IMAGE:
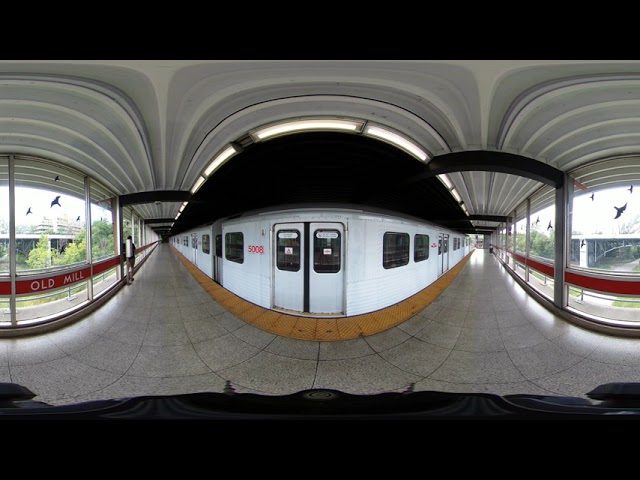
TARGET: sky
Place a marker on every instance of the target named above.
(40, 203)
(597, 215)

*EXERCISE AIM*: All that the answer may hold is the lines from the one with "TARGET: sky" through the end of the data, set down exactly as they appear.

*RESPONSE BOX*:
TARGET: sky
Place a marker on every instance of the target named above.
(40, 203)
(597, 215)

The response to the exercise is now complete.